A block of data

§

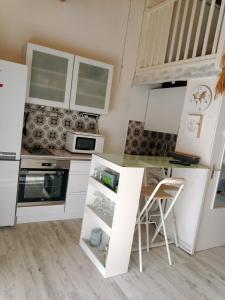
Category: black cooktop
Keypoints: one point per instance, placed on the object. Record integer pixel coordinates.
(39, 151)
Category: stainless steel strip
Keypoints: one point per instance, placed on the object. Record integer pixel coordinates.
(7, 155)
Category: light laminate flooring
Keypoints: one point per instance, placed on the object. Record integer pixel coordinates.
(44, 261)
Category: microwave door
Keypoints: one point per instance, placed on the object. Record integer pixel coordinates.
(85, 144)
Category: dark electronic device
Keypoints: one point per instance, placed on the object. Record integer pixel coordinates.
(184, 157)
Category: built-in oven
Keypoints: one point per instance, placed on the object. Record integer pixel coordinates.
(42, 182)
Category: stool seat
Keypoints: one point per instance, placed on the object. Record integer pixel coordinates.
(160, 194)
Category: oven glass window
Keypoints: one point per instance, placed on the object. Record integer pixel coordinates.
(85, 143)
(42, 185)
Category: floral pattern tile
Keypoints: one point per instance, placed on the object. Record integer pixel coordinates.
(46, 127)
(143, 142)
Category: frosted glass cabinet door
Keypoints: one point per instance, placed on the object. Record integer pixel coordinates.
(49, 76)
(91, 86)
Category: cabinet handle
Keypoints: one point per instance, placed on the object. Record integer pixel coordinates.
(213, 171)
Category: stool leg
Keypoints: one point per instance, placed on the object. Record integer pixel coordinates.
(139, 245)
(174, 228)
(164, 231)
(147, 228)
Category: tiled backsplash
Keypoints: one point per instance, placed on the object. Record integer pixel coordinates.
(46, 127)
(143, 142)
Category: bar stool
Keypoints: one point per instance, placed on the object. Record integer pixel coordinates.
(167, 189)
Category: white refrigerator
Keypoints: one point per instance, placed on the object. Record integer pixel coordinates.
(212, 226)
(13, 79)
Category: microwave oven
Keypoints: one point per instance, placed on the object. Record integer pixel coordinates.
(84, 142)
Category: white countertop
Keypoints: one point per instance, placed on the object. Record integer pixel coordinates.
(56, 154)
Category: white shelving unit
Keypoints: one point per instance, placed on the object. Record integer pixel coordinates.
(119, 228)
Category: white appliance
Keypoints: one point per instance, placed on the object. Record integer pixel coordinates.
(84, 142)
(12, 99)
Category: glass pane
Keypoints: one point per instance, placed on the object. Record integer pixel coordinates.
(48, 77)
(46, 186)
(91, 86)
(220, 194)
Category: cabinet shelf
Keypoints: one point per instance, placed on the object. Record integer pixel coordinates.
(90, 95)
(96, 256)
(45, 86)
(103, 189)
(49, 71)
(104, 221)
(91, 81)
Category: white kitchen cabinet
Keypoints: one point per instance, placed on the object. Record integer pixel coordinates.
(91, 86)
(118, 230)
(60, 79)
(49, 76)
(77, 188)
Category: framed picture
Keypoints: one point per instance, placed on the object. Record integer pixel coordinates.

§

> **WHAT YOU SHOULD DO**: Your task is to reproduce all of the material exactly. The pictures stay out.

> **RESULT OF THIS TASK**:
Category: black cooktop
Keypoints: one point per instance, placed on the object. Record integer pixel coordinates.
(39, 151)
Category: stainless steel strip
Keypoints: one point per instance, placed on the object. Record integer pixel coordinates.
(7, 155)
Category: light laminate flooring
Keypoints: one point per instance, placed on the object. Record integer pixel coordinates.
(44, 261)
Category: microwave door
Keypoints: one point per instance, placed on the object. Record integer pixel coordinates.
(85, 144)
Category: dark electronic device
Keypoints: one point per instance, placed on the object. Record integer pixel coordinates.
(184, 157)
Category: built-in oven
Keypoints: one point per instance, placed on the object. Record integer pixel coordinates.
(42, 182)
Category: stool seat
Keypoints: one point per instance, placed on the object. Record integer pixel coordinates.
(160, 194)
Category: oven glass window
Keypoints: one point per instance, placed on the object. Record integer pixel coordinates.
(85, 143)
(42, 185)
Category: floral pattern tile
Keypoints: one point per instance, placed on the object. Record integer pixel coordinates.
(46, 127)
(143, 142)
Category: frosted glass cabinet door
Keypoints: one point per instance, placed on the object. Record integer pixel coordinates.
(49, 76)
(91, 86)
Category: cabinet handle
Keypoints: one point per instance, placed on the object. Record integer pixel coordinates.
(213, 171)
Category: stool leg
Keypoints: one point per instance, placed on the object. Record integer pixel coordinates.
(139, 245)
(174, 228)
(164, 231)
(147, 228)
Category: tiled backsplash
Keypoints: one point per instance, placed on the object. Record integer pixel coordinates.
(46, 127)
(143, 142)
Category: bar stool
Keypoints: one point per instance, placed on the object. Record integer pixel coordinates.
(167, 189)
Category: white refrigerator
Keypoints: one point per instance, placed on the object. Record integer pixel coordinates.
(212, 226)
(13, 79)
Category: microwave oven
Keypoints: one point per instance, placed on the object. Record integer pixel coordinates.
(84, 142)
Category: white countertop
Keypoints: one point per instance, placed on the object. Record integer pixel coordinates.
(56, 154)
Category: white shelving unit
Keypoints: one point per instance, placed on the object. Record integer pixel coordinates.
(119, 228)
Category: white appliance
Keypoints: one point per instance, placed on the object. Record integer pixel coordinates.
(84, 142)
(12, 99)
Category: glass pane
Keypoints: one point per instance, placed on the object. Record integer pixel coordinates.
(48, 77)
(46, 186)
(91, 86)
(220, 194)
Category: cabinet shelf
Keypoints: one point per instance, placed on the object. Record integer pixel coordinates.
(90, 95)
(96, 256)
(45, 86)
(103, 189)
(49, 71)
(104, 221)
(91, 81)
Category: white kitchen cabinet
Keypoints: one point per instance, placed on the object. Record integer pixel coordinates.
(91, 86)
(118, 230)
(60, 79)
(49, 76)
(77, 188)
Category: framed picture
Keypoints: one point per instance, placed on the object. Record integer pixel coordinates.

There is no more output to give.